* Prompt: Copy the lines of the records verbatim, starting at the line that contains "Trace the outline of every instance of the mint" and continuing through the end of the records, both ends included. Leave out the pictures.

Segmentation data
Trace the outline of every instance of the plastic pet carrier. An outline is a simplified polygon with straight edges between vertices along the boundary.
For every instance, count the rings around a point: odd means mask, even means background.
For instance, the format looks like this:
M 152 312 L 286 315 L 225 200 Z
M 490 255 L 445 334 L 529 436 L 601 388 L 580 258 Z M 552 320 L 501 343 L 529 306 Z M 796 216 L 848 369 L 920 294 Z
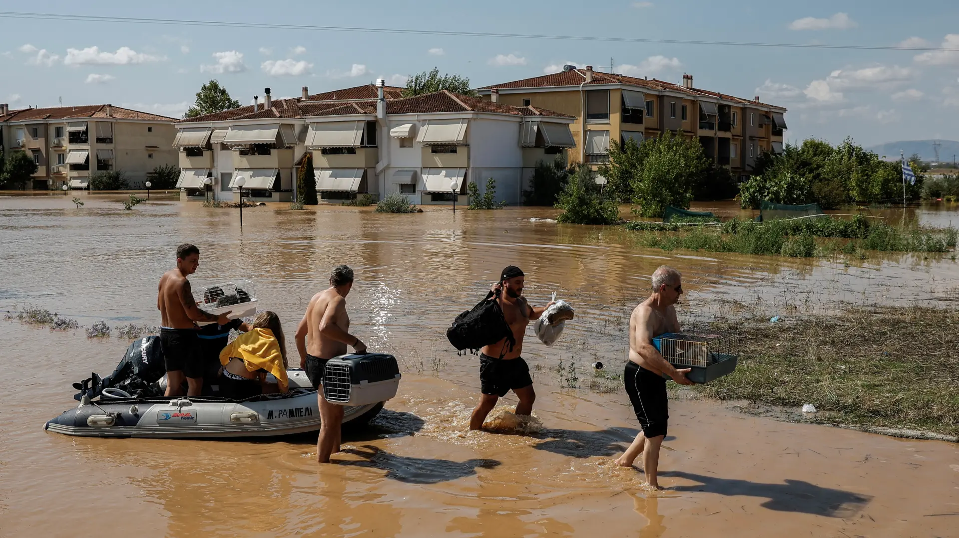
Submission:
M 326 363 L 323 397 L 340 405 L 386 401 L 396 395 L 400 377 L 400 367 L 392 355 L 339 355 Z
M 256 286 L 249 280 L 197 286 L 193 290 L 193 298 L 201 310 L 218 316 L 229 312 L 231 320 L 256 314 Z M 205 325 L 210 323 L 212 322 L 199 322 L 197 325 Z
M 672 366 L 691 369 L 686 377 L 693 383 L 733 373 L 738 361 L 732 340 L 721 334 L 667 332 L 653 338 L 653 346 Z

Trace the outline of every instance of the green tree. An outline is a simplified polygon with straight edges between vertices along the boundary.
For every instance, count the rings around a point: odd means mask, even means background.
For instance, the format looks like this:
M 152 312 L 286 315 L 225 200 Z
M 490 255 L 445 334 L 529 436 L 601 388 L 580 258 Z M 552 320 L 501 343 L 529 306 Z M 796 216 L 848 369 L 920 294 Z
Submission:
M 183 117 L 196 118 L 204 114 L 213 114 L 239 107 L 240 101 L 231 98 L 230 94 L 226 92 L 226 88 L 221 86 L 220 82 L 212 79 L 199 87 L 199 91 L 197 92 L 197 101 L 187 109 Z
M 296 195 L 307 206 L 316 206 L 319 203 L 316 199 L 316 176 L 313 169 L 313 153 L 307 151 L 296 174 Z
M 36 173 L 36 163 L 26 151 L 12 151 L 3 163 L 0 184 L 5 189 L 22 189 Z
M 403 97 L 412 97 L 421 94 L 430 94 L 440 90 L 449 90 L 453 93 L 466 96 L 474 95 L 470 88 L 470 79 L 459 75 L 450 75 L 446 73 L 439 75 L 439 68 L 412 75 L 407 79 L 407 87 L 403 89 Z
M 606 195 L 596 184 L 589 165 L 579 165 L 559 193 L 556 209 L 563 213 L 556 218 L 570 224 L 616 224 L 620 220 L 620 205 Z

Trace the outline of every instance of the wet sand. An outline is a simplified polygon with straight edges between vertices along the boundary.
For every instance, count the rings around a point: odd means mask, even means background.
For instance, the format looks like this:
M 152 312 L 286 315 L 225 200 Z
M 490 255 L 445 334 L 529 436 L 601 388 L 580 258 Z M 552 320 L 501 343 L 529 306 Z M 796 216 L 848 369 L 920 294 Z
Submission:
M 86 325 L 159 325 L 155 280 L 190 240 L 201 249 L 195 282 L 252 280 L 292 333 L 325 274 L 346 262 L 357 271 L 348 298 L 357 332 L 395 350 L 405 377 L 373 427 L 344 439 L 335 465 L 317 467 L 310 436 L 69 437 L 43 422 L 75 405 L 71 382 L 109 372 L 127 342 L 0 321 L 0 390 L 10 398 L 0 412 L 0 535 L 950 536 L 959 526 L 959 446 L 777 422 L 715 402 L 672 402 L 660 466 L 668 489 L 649 492 L 642 471 L 611 463 L 636 433 L 625 395 L 563 389 L 552 371 L 576 359 L 587 375 L 593 356 L 621 368 L 624 342 L 609 334 L 621 331 L 660 263 L 684 272 L 684 315 L 705 317 L 703 304 L 727 297 L 947 302 L 959 271 L 947 258 L 844 267 L 631 250 L 619 231 L 527 220 L 554 214 L 542 209 L 454 218 L 448 208 L 378 215 L 276 205 L 244 210 L 241 235 L 236 210 L 124 212 L 108 197 L 84 200 L 76 210 L 53 196 L 0 199 L 0 310 L 32 303 Z M 577 320 L 563 347 L 526 339 L 525 354 L 541 365 L 542 430 L 468 433 L 477 361 L 457 357 L 441 331 L 508 263 L 526 272 L 534 303 L 559 291 Z

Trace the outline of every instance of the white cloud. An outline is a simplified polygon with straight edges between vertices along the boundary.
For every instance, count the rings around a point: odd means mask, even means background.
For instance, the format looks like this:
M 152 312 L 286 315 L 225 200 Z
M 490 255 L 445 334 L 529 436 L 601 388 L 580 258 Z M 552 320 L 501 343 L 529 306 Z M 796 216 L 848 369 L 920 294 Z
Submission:
M 496 57 L 490 58 L 487 63 L 501 67 L 504 65 L 526 65 L 526 58 L 510 53 L 508 55 L 496 55 Z
M 793 99 L 803 94 L 802 90 L 796 86 L 790 86 L 783 82 L 773 82 L 766 78 L 761 86 L 756 88 L 756 94 L 761 98 L 769 100 Z
M 116 78 L 112 75 L 97 75 L 96 73 L 90 73 L 86 76 L 87 84 L 105 84 L 110 80 Z
M 925 96 L 923 92 L 917 90 L 916 88 L 909 88 L 908 90 L 902 90 L 901 92 L 896 92 L 892 95 L 895 101 L 916 101 L 923 99 Z
M 157 56 L 138 53 L 129 47 L 120 47 L 117 52 L 101 51 L 99 47 L 85 49 L 67 49 L 63 63 L 66 65 L 129 65 L 163 61 L 166 56 Z
M 959 34 L 948 34 L 943 39 L 942 48 L 959 49 Z M 959 65 L 959 51 L 928 51 L 913 57 L 916 63 L 925 65 Z
M 830 18 L 803 17 L 789 23 L 789 30 L 848 30 L 859 26 L 846 13 L 836 13 Z
M 246 71 L 246 64 L 243 62 L 243 53 L 223 51 L 213 53 L 213 57 L 217 58 L 217 63 L 199 66 L 200 73 L 243 73 Z
M 306 60 L 296 61 L 292 58 L 287 59 L 268 59 L 260 64 L 263 72 L 270 77 L 299 77 L 310 72 L 312 63 Z

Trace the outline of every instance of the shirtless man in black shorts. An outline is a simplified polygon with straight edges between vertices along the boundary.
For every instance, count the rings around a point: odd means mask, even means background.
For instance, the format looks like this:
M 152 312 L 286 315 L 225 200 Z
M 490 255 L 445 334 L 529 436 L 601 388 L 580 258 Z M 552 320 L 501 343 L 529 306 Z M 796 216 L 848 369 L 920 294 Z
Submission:
M 523 336 L 531 320 L 538 320 L 546 306 L 531 306 L 523 297 L 525 277 L 515 265 L 503 270 L 500 281 L 493 285 L 497 302 L 503 308 L 503 315 L 513 329 L 516 346 L 508 347 L 505 338 L 486 346 L 480 350 L 480 391 L 482 392 L 480 405 L 470 416 L 470 430 L 480 430 L 486 415 L 496 407 L 497 400 L 513 391 L 520 398 L 516 405 L 516 415 L 529 415 L 536 401 L 533 380 L 529 377 L 529 367 L 520 354 L 523 352 Z
M 167 368 L 168 396 L 183 395 L 183 377 L 186 376 L 188 396 L 199 396 L 203 392 L 203 357 L 199 338 L 194 322 L 217 322 L 226 325 L 226 315 L 215 316 L 197 307 L 190 280 L 186 278 L 199 266 L 199 249 L 183 243 L 176 247 L 176 268 L 160 277 L 156 294 L 156 308 L 163 318 L 160 328 L 160 350 Z
M 633 309 L 629 317 L 629 362 L 623 381 L 626 393 L 633 404 L 636 418 L 643 427 L 633 444 L 620 456 L 616 463 L 631 467 L 636 458 L 643 453 L 643 470 L 646 482 L 656 489 L 661 489 L 656 480 L 659 468 L 659 452 L 666 437 L 667 410 L 666 379 L 667 374 L 680 385 L 692 385 L 686 378 L 690 369 L 676 370 L 653 346 L 653 338 L 666 332 L 679 332 L 679 319 L 673 304 L 683 295 L 683 284 L 679 271 L 666 265 L 656 269 L 652 276 L 653 294 Z
M 323 370 L 327 361 L 346 354 L 352 346 L 357 353 L 365 353 L 366 345 L 349 333 L 350 317 L 346 313 L 346 295 L 353 288 L 353 270 L 339 265 L 330 275 L 330 287 L 310 299 L 306 314 L 296 326 L 296 350 L 300 368 L 316 390 L 319 405 L 319 437 L 316 437 L 316 461 L 329 463 L 330 455 L 339 452 L 343 406 L 331 404 L 323 397 Z

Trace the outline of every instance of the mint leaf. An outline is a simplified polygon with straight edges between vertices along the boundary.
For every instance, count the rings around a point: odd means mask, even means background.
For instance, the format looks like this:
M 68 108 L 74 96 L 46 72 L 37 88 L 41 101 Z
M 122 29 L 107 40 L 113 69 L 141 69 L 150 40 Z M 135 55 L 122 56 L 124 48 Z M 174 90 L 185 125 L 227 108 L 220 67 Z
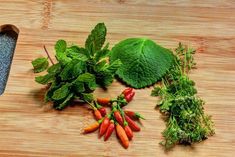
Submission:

* Result of the task:
Trace the outline of every instance of the mint leaf. An outline is a simplified polygon with straight edges between vertices along the boundary.
For every instance, count the rings around a point: odd means mask, even means background.
For instance, the format looks like this:
M 68 108 L 74 96 L 46 72 L 37 88 L 41 101 Z
M 122 29 L 107 40 L 113 69 L 141 69 L 150 40 Z M 135 55 L 122 56 L 124 48 Z M 174 90 L 185 125 L 227 108 L 220 67 Z
Submission:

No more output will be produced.